> _GIVEN REQUEST_
Rewrite the records below, replacing "single pixel" with "single point" wherever it occurs and keeping every other character unchanged.

-*-

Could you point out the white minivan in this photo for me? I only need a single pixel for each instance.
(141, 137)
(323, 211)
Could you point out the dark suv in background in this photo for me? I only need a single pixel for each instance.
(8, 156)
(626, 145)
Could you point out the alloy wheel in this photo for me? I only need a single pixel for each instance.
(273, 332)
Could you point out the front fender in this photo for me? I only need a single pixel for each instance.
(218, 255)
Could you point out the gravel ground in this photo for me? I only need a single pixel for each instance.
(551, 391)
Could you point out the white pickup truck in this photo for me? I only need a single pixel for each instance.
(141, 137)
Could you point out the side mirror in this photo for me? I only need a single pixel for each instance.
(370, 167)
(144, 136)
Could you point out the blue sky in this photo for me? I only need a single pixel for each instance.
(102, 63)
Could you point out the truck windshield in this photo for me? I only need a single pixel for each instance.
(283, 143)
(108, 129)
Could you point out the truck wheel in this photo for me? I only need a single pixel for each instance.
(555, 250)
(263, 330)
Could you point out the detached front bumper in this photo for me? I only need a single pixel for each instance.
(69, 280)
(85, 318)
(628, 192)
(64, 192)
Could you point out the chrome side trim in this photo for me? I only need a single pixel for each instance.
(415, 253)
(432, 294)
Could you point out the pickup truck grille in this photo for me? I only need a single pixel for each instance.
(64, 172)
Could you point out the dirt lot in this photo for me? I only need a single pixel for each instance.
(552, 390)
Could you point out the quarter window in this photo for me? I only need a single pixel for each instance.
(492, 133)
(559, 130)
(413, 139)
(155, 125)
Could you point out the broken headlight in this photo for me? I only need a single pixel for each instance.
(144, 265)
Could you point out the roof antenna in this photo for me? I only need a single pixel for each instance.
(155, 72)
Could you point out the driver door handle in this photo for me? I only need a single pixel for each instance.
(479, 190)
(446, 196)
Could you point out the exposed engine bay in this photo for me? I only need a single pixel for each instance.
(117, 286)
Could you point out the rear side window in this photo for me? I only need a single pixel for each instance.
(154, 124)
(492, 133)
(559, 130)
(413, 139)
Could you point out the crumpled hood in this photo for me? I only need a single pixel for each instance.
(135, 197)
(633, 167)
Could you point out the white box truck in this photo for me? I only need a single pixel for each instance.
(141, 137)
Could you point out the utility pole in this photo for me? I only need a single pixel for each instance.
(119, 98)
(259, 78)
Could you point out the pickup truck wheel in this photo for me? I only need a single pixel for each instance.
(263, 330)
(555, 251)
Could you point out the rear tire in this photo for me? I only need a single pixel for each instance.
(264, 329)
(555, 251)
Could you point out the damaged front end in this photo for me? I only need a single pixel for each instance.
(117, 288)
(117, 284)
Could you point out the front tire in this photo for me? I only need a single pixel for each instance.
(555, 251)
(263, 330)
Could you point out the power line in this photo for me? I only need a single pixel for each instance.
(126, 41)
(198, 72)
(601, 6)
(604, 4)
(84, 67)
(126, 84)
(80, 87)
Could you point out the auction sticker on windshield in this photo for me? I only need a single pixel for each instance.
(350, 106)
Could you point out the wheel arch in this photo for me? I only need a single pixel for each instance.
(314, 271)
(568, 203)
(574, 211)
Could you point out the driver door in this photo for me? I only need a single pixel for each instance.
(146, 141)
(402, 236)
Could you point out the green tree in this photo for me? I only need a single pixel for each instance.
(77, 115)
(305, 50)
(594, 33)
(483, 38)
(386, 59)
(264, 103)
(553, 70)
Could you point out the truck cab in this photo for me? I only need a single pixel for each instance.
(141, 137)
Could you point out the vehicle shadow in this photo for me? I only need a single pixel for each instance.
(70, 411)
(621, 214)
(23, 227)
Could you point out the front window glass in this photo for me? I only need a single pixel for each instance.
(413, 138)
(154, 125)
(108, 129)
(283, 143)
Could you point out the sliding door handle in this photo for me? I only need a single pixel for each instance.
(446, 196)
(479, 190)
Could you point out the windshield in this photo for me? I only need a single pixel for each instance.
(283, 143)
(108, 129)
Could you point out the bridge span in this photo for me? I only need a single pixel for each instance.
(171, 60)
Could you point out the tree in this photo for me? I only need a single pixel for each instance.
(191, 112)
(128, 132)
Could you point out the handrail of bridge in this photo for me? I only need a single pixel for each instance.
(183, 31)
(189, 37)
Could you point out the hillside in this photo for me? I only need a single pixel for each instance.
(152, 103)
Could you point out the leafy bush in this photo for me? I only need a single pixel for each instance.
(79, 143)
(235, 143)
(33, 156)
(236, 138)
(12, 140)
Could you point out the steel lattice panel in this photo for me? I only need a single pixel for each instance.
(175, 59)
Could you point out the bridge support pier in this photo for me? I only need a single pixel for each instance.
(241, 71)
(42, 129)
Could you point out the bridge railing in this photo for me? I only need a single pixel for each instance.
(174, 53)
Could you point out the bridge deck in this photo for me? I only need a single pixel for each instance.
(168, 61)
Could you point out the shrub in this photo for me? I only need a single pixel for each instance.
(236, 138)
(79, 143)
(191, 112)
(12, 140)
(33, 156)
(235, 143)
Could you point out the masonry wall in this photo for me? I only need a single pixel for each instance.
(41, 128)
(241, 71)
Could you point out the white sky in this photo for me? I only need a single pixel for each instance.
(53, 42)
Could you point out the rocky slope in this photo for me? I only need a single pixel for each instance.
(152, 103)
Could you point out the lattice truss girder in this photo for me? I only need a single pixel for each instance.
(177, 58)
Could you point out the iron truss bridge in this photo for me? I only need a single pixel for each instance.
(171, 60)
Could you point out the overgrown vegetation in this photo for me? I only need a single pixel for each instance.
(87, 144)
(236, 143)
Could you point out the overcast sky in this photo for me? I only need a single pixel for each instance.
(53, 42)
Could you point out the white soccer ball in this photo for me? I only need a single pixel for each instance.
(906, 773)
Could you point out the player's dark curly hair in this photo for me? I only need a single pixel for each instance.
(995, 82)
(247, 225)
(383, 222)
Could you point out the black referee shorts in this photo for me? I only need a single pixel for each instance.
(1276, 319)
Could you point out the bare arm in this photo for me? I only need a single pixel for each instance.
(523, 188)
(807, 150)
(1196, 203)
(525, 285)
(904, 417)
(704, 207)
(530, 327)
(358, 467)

-*-

> _SOLUTION BELOW_
Could you point out the white minivan in this photo for me? I only need a single point for each instance.
(141, 137)
(323, 211)
Could you point out the dark suv in background in this photo for me? I only need a single point for each instance.
(8, 156)
(626, 145)
Could you point out the alloy wheel in this photo for me? I only need a single point for each instance.
(273, 332)
Could you point out the front fender in this photo for me? I only need a single point for each instance.
(218, 255)
Could you point out the gravel ground in this photo for me? I only need a single point for each instance.
(551, 391)
Could you point out the white pickup truck in this photo for me? I only need a single point for each instance.
(141, 137)
Could you point out the side mirror in this photo for me? I only need a single point for each instance.
(370, 167)
(144, 136)
Could you point out the blue sky in this photo for me? I only need a single point for each instance.
(102, 63)
Could you point out the truck windshield in this photo for me? I only need a single point for each instance.
(283, 143)
(108, 129)
Could you point out the truck wheel in this photo for me? I only need a single point for each instance.
(555, 250)
(263, 330)
Could you point out the detached front bumper in this photo for me? I only need a single point for each instance.
(69, 280)
(85, 318)
(628, 192)
(64, 192)
Could you point out the chrome side trim in this photo for me? I only need a single point for each instance.
(415, 253)
(432, 294)
Could you point out the pickup truck grille in this photo for me? I only need a single point for each instance.
(64, 172)
Could you point out the dirt lot in this photo for me? I only need a single point for each instance.
(552, 390)
Could you point out the quarter window in this photo for me? I only need a single point for each instance.
(492, 133)
(559, 130)
(413, 139)
(155, 125)
Could you point out the broken headlight in this photo for me? I only need a single point for each instance.
(144, 265)
Could you point out the roof antenna in this photo for me? I only need a single point for each instance.
(155, 72)
Could you point out the driver door handle in this photo for me? I only need a single point for each instance.
(479, 190)
(446, 196)
Could you point out the exposed engine bay in this photo for me? I only need a single point for each instance.
(117, 286)
Could you point out the rear side window in this photo for me? I only need a single point for each instance.
(154, 124)
(492, 133)
(559, 130)
(413, 139)
Could you point out the crumpled hood in this photo for me? I only need a single point for each instance.
(135, 197)
(633, 167)
Could you point out the white box truck in this photo for me? I only need a single point for each instance.
(141, 137)
Could you point out the utility pole in this photo for me? I only need a single point for each instance.
(119, 98)
(259, 78)
Could you point out the pickup truck wheel in this photo for me? I only need a single point for each instance.
(263, 330)
(555, 251)
Could you point out the rear tire in this photo for me? I only need a single point for each instance.
(264, 329)
(555, 251)
Could you point out the damaged front end in this photo for me? I only need a single point for each instance.
(117, 288)
(117, 284)
Could you point out the front tire in this photo for me? I only need a single point for each instance.
(555, 251)
(263, 330)
Could you point out the power line in this photo for me? I only need a single point for each instance.
(126, 41)
(198, 72)
(601, 6)
(604, 4)
(84, 67)
(126, 84)
(80, 87)
Could you point out the auction sticker on windshield in this photo for me? I only need a single point for each instance.
(350, 106)
Could you point out the wheel arch in this photo for me? I only need a single point for each instance.
(314, 271)
(568, 203)
(574, 211)
Could you point out the driver door in this photo for me? I only need a single point for each instance.
(146, 141)
(402, 236)
Could you point out the green tree in this photo for me? I only need a single point for each instance.
(77, 115)
(305, 50)
(594, 33)
(483, 38)
(386, 59)
(264, 103)
(553, 70)
Could you point out the truck cab in this photo for me? I only need a single point for each instance.
(141, 137)
Could you point out the vehicle shadow in this photo for me? I only need a single point for each instance.
(70, 411)
(621, 214)
(23, 227)
Could you point out the front window glass in this photo for me? I only need a single point for each instance.
(413, 138)
(154, 125)
(108, 129)
(283, 143)
Could you point out the sliding door handle in this photo for me? I only need a single point for each instance.
(446, 196)
(479, 190)
Could you point out the windshield in this photo for me? I only need a single point for each instance.
(283, 143)
(108, 129)
Could you point out the bridge span in this photo for me? I only need a single point for each instance.
(171, 60)
Could you point out the tree in this photo for me? I only need a single point for each instance.
(191, 112)
(128, 132)
Could you point out the handrail of bridge in this photo for me? I only need a single point for each instance.
(183, 31)
(189, 37)
Could you point out the hillside in this photo for me? I only need a single point for each instance.
(152, 103)
Could you point out the leafy bush in this photo for me? I only need a single point for each instance.
(79, 143)
(235, 143)
(33, 156)
(236, 138)
(12, 140)
Could you point out the steel lattice panel in this photo for me? I only need a single point for each instance.
(175, 59)
Could you point out the bridge support pier in this photo for me? I only need a single point for each instance.
(241, 71)
(42, 129)
Could you point out the bridge railing in this photo for me? I only need a single point for each instance.
(174, 53)
Could you point out the bridge deck in this photo for me? I only need a single point for each instance.
(168, 61)
Could you point out the shrub in this photo for me? I only need a single point for each instance.
(236, 138)
(79, 143)
(191, 112)
(12, 140)
(33, 156)
(235, 143)
Could you point out the masonry wall in this photo for me? I only need a single point for each instance.
(41, 128)
(241, 71)
Could you point out the white sky in this photo for me? I only need a single point for each instance.
(53, 42)
Could you point out the rocky slope in this photo for me? I only need a single point for each instance.
(152, 103)
Could you point out the lattice truss girder in this photo for me? I only need a single point for each instance.
(177, 58)
Could you point out the iron truss bridge in this photo for me? I only need a single point for each instance.
(171, 60)
Could you point out the overgrown vegetation in this photo for me? I only need a single point for each instance.
(87, 144)
(236, 143)
Could you point out the overcast sky in this photo for me? I only need a single point for each instance.
(53, 42)
Could you point out the white soccer ball in this photo for me? I only need a single point for each instance.
(906, 773)
Could you point out the player's dark curly hair in this photo for me? I only need a single point for each instance.
(995, 82)
(247, 225)
(383, 222)
Could you point out the black referee shorts in this photo for me? I only need a single point for each instance.
(1276, 319)
Could you point out the bare arm in this photo for me? I only need a single point for each instance.
(523, 188)
(807, 150)
(1196, 203)
(525, 285)
(904, 417)
(704, 207)
(530, 327)
(358, 467)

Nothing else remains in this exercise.